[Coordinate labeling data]
Begin

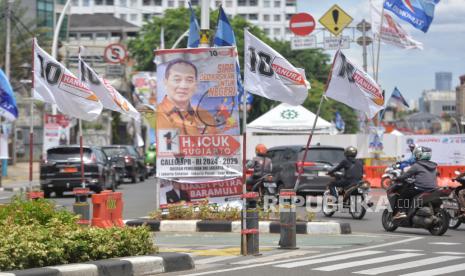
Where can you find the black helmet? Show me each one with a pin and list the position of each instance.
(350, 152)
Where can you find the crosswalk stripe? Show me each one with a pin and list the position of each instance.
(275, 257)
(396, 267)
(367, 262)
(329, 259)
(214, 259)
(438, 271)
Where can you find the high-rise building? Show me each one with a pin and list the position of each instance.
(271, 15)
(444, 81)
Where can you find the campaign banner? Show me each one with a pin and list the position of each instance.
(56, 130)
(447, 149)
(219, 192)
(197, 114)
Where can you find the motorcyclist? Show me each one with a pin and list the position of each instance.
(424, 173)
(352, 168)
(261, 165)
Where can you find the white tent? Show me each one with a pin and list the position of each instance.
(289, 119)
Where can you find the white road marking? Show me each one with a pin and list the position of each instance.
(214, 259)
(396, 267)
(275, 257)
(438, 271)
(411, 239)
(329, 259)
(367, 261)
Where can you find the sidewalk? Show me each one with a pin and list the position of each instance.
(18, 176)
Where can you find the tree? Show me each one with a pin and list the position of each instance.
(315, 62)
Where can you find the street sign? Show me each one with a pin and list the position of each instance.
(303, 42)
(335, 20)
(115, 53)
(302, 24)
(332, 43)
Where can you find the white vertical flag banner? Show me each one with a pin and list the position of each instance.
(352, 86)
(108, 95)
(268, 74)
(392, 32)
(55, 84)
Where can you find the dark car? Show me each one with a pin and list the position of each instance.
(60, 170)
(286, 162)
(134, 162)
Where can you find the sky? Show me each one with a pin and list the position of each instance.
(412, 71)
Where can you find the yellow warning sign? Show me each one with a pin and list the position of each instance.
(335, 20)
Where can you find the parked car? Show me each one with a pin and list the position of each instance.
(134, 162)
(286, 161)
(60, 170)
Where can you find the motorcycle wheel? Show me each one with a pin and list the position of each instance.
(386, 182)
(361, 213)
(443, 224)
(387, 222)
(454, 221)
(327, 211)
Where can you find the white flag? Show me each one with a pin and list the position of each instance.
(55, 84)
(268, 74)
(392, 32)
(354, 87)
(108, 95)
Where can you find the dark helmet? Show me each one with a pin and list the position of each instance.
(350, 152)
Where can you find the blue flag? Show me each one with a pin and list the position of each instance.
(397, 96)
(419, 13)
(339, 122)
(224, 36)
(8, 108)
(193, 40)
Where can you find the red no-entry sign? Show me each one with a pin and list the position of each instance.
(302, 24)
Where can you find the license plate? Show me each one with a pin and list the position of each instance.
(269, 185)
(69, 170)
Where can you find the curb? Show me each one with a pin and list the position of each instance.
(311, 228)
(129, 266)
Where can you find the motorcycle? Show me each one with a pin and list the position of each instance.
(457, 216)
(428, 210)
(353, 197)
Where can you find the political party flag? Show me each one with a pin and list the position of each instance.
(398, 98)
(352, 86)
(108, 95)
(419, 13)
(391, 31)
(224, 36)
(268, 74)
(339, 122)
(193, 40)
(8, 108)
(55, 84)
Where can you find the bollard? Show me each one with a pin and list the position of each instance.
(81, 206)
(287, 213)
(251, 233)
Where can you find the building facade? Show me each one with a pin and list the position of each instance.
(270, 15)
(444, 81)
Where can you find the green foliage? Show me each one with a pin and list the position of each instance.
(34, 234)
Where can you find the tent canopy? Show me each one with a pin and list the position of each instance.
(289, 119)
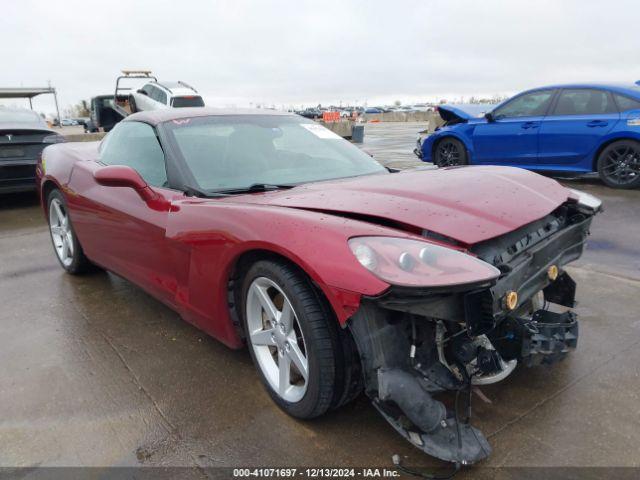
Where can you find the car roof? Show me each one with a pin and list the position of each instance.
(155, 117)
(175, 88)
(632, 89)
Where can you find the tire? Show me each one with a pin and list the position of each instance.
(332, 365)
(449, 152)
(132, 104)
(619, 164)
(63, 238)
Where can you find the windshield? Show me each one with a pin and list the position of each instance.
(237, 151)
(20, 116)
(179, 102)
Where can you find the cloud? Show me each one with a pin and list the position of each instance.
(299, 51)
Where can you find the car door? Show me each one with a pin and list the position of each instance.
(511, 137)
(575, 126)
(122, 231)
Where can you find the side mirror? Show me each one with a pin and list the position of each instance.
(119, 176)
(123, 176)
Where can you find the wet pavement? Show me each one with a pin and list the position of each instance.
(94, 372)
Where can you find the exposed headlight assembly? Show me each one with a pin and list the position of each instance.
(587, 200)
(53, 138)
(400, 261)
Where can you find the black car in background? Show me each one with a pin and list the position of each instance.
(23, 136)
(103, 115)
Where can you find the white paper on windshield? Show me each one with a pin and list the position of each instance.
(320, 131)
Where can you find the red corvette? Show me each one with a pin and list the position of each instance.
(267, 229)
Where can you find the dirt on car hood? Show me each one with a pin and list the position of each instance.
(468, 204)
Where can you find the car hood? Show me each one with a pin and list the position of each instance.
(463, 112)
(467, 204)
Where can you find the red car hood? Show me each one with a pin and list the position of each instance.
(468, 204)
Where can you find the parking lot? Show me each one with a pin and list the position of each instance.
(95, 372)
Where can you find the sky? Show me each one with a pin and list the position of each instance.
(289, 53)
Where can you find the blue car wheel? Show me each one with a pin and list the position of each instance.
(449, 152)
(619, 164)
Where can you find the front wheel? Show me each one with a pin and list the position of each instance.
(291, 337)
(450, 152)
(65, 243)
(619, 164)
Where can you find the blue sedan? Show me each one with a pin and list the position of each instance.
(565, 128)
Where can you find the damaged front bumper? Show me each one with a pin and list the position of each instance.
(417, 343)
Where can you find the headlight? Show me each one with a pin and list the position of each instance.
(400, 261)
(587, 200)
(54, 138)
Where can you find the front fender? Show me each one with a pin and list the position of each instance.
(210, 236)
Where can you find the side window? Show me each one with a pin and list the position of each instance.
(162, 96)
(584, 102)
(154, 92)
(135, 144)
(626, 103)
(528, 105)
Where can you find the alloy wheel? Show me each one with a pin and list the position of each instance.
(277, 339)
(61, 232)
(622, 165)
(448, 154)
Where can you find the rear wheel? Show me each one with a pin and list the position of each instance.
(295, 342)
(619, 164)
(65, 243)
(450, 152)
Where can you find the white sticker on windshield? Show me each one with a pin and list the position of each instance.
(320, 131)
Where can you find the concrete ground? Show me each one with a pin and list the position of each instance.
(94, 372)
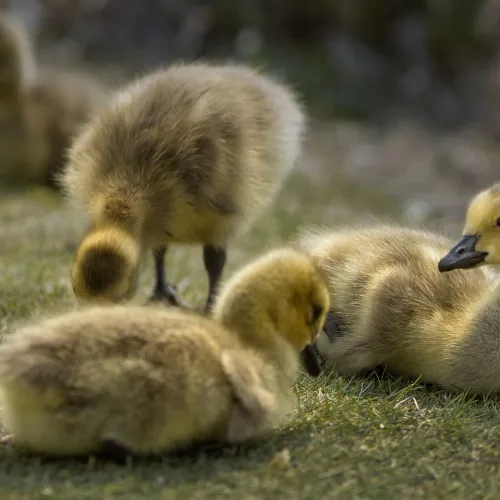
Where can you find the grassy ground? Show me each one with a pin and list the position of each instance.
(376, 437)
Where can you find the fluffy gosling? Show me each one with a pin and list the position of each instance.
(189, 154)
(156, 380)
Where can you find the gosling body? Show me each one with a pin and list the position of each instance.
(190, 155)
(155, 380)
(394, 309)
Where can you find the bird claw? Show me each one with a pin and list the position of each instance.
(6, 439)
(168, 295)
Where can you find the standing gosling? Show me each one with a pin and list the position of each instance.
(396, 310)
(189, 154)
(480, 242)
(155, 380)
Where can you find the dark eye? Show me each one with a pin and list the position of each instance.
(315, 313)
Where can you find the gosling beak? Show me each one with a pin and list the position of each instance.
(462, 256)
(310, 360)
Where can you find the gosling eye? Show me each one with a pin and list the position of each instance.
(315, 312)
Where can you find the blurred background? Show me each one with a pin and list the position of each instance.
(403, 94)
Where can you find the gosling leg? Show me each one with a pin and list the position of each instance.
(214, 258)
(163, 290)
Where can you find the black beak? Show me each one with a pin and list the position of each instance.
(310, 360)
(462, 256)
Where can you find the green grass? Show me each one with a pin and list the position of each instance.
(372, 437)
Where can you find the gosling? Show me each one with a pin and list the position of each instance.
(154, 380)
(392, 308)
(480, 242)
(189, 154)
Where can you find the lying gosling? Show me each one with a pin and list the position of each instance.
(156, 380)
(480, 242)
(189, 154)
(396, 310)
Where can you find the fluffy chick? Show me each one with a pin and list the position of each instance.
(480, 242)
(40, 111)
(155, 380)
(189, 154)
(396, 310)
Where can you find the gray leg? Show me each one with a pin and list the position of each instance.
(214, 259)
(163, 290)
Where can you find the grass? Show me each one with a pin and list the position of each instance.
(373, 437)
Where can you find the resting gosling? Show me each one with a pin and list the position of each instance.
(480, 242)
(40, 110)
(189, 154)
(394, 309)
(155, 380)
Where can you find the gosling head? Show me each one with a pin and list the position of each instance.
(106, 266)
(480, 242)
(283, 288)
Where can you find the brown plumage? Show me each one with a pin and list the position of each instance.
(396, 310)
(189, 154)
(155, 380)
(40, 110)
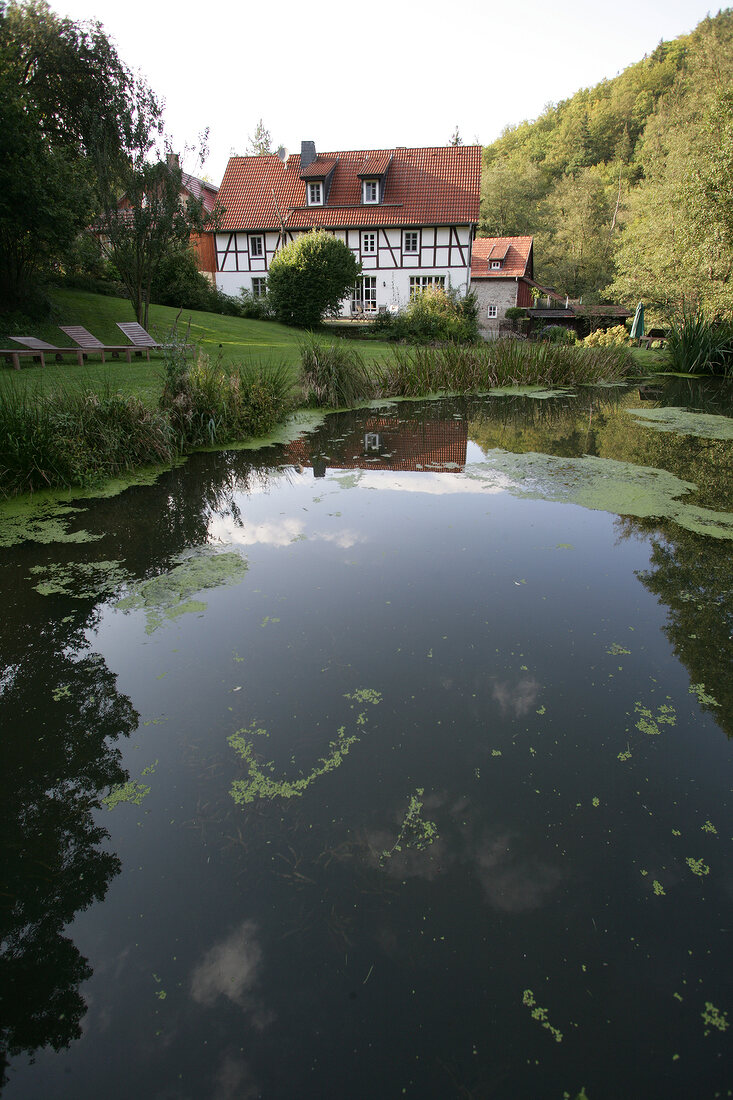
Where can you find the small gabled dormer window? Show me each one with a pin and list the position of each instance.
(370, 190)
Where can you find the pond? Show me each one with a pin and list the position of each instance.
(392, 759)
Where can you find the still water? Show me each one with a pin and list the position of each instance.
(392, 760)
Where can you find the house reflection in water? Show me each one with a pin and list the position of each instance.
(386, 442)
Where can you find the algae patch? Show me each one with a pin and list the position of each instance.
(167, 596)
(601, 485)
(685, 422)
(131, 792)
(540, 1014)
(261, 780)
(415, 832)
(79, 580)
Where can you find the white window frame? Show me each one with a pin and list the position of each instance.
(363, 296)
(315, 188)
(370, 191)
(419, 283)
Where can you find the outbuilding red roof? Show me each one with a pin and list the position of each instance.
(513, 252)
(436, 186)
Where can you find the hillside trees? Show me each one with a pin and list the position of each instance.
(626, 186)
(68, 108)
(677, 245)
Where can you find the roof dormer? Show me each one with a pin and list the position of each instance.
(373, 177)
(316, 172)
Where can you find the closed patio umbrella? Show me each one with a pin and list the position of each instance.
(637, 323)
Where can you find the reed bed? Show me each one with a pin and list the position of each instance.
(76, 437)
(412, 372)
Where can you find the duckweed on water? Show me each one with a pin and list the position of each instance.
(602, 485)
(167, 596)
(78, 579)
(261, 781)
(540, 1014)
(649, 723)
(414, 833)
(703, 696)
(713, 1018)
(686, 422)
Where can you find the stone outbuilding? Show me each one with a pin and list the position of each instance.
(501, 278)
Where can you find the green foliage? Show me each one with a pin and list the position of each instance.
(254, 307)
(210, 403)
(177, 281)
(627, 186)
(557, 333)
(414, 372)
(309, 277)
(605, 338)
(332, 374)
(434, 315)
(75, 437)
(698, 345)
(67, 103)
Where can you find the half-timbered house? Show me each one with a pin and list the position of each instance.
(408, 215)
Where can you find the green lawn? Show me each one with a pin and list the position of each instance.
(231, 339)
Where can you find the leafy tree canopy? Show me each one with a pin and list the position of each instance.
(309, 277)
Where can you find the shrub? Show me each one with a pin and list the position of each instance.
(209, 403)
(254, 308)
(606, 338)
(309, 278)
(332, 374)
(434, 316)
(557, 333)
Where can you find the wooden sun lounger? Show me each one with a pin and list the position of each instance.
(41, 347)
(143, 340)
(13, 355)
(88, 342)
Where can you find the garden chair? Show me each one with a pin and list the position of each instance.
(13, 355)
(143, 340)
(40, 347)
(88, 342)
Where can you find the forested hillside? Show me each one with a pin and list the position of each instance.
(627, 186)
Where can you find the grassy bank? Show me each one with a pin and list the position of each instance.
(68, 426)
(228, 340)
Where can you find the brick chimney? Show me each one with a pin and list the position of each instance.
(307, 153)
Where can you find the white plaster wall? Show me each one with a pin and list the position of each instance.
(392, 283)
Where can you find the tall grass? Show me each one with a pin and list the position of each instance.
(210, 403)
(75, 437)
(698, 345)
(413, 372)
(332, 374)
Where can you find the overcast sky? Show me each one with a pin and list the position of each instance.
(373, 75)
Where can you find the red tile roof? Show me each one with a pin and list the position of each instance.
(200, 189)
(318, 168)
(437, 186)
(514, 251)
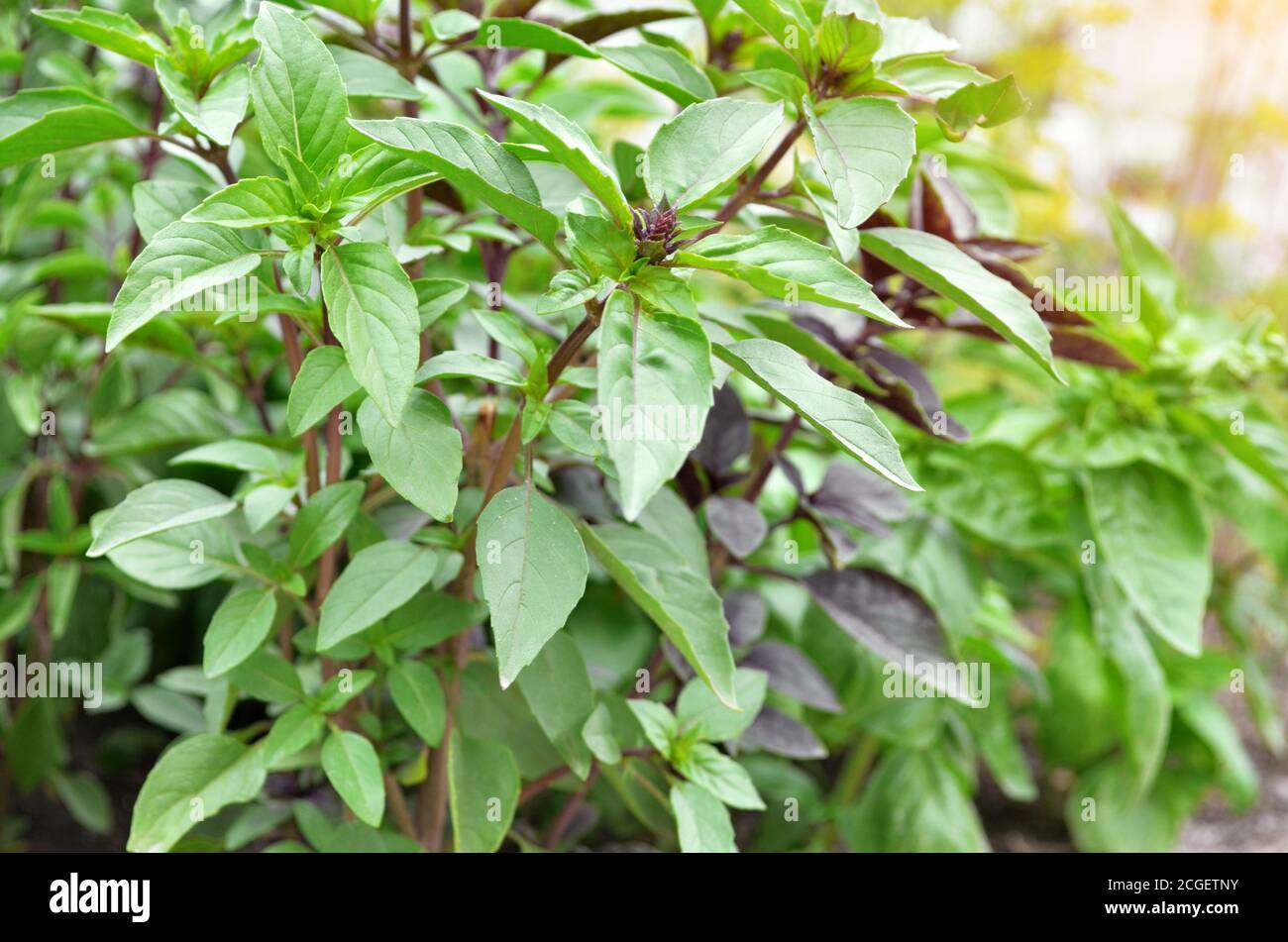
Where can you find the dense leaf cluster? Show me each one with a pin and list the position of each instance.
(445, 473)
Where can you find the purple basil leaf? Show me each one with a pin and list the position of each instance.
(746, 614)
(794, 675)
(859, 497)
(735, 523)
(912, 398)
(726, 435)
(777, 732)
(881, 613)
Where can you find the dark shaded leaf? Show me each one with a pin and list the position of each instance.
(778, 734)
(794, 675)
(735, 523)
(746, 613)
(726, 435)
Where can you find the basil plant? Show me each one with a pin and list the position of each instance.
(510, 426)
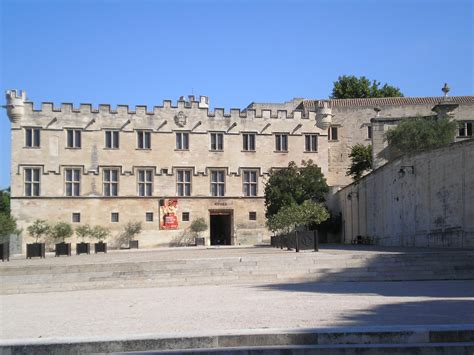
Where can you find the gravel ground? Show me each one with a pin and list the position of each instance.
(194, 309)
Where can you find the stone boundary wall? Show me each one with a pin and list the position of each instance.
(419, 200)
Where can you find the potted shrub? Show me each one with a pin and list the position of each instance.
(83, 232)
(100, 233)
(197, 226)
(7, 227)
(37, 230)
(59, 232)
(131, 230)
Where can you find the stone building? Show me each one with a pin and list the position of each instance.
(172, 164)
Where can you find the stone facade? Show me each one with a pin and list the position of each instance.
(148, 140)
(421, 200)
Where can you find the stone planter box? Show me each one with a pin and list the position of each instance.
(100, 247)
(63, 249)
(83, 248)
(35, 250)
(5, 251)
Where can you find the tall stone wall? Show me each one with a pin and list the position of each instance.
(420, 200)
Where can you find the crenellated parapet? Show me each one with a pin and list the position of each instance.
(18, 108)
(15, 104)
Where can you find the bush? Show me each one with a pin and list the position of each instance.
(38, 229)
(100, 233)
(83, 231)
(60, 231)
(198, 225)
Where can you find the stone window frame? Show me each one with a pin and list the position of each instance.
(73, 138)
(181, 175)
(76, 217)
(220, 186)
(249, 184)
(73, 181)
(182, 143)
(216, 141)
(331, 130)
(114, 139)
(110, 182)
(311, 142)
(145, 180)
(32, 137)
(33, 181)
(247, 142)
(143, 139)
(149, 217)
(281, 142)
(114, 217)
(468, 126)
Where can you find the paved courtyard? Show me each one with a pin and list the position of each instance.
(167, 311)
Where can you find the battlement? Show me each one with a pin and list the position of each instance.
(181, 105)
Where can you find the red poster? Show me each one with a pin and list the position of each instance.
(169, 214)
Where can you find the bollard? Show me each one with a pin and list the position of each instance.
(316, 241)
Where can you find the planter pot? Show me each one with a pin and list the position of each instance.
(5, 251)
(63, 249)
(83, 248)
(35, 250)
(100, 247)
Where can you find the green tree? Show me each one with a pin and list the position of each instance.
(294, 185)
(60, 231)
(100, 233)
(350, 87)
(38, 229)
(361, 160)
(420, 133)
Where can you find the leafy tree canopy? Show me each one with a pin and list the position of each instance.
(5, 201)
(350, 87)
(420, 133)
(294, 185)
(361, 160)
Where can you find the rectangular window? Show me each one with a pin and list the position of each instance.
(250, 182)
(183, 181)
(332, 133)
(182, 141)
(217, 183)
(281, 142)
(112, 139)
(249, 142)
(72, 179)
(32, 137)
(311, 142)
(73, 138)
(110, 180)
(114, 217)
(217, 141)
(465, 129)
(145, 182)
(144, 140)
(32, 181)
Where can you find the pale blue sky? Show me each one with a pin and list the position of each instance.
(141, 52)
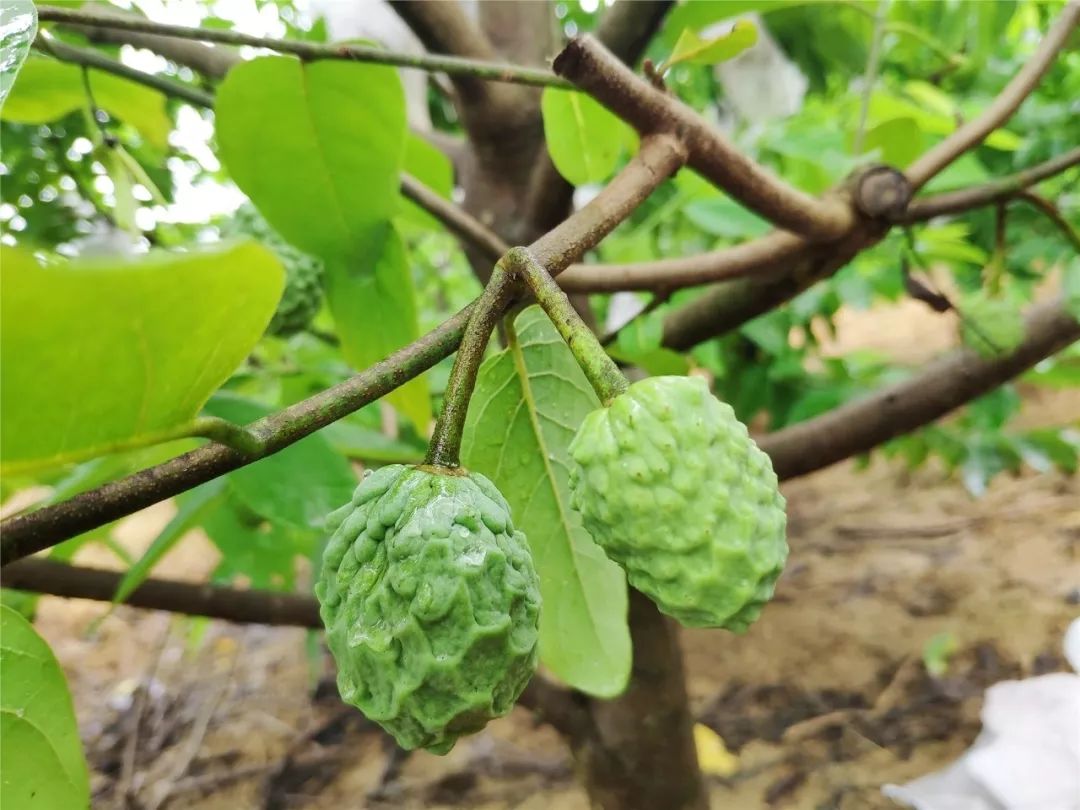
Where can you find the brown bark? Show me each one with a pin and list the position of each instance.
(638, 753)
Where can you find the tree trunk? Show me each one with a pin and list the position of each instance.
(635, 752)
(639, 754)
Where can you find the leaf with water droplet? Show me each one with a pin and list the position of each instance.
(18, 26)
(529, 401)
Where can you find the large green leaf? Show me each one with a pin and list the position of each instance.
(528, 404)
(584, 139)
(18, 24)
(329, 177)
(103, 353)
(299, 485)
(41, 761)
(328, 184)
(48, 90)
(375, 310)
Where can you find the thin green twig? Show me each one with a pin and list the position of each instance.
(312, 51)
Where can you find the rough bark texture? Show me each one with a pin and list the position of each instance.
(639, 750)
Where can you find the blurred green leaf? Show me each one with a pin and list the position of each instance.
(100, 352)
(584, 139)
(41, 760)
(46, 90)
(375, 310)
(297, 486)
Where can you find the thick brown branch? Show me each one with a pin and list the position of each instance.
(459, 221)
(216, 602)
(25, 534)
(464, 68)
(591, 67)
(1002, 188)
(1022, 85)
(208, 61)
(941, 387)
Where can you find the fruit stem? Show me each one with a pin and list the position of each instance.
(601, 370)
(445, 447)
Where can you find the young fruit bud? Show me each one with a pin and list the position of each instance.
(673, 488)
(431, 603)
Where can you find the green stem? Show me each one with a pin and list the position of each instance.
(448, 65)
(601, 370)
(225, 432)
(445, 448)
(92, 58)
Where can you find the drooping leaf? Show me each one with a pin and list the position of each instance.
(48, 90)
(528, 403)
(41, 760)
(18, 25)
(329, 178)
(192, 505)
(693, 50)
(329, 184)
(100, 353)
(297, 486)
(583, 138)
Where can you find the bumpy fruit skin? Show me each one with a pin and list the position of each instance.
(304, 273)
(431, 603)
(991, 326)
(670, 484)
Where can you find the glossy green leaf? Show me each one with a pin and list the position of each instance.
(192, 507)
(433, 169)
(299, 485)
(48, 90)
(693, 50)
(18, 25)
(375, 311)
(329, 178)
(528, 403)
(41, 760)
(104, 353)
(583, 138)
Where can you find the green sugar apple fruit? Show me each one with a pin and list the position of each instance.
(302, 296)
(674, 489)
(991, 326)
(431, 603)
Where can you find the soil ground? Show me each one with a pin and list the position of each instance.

End

WHAT THIS TASK INVOLVES: Return precisely the lines of the records, starting with the line that holds "Where can you find the bumpy" and ending with the last one.

FINAL RESULT:
Where can you find the bumpy fruit skin? Show me each one with a pin and list the position of each instance.
(304, 273)
(431, 603)
(991, 326)
(670, 484)
Where can you find the glossy green leaf? Show me each one with a pin and list the position of each instance.
(192, 507)
(433, 169)
(299, 485)
(48, 90)
(693, 50)
(18, 25)
(375, 311)
(329, 178)
(528, 403)
(41, 760)
(104, 353)
(583, 138)
Where can you find the green sugar apple fruit? Show me each one with a pin and list the position of each instance.
(302, 296)
(674, 489)
(991, 326)
(431, 603)
Where can you find the soil ground? Show me each one with a pin and list the position of each instance.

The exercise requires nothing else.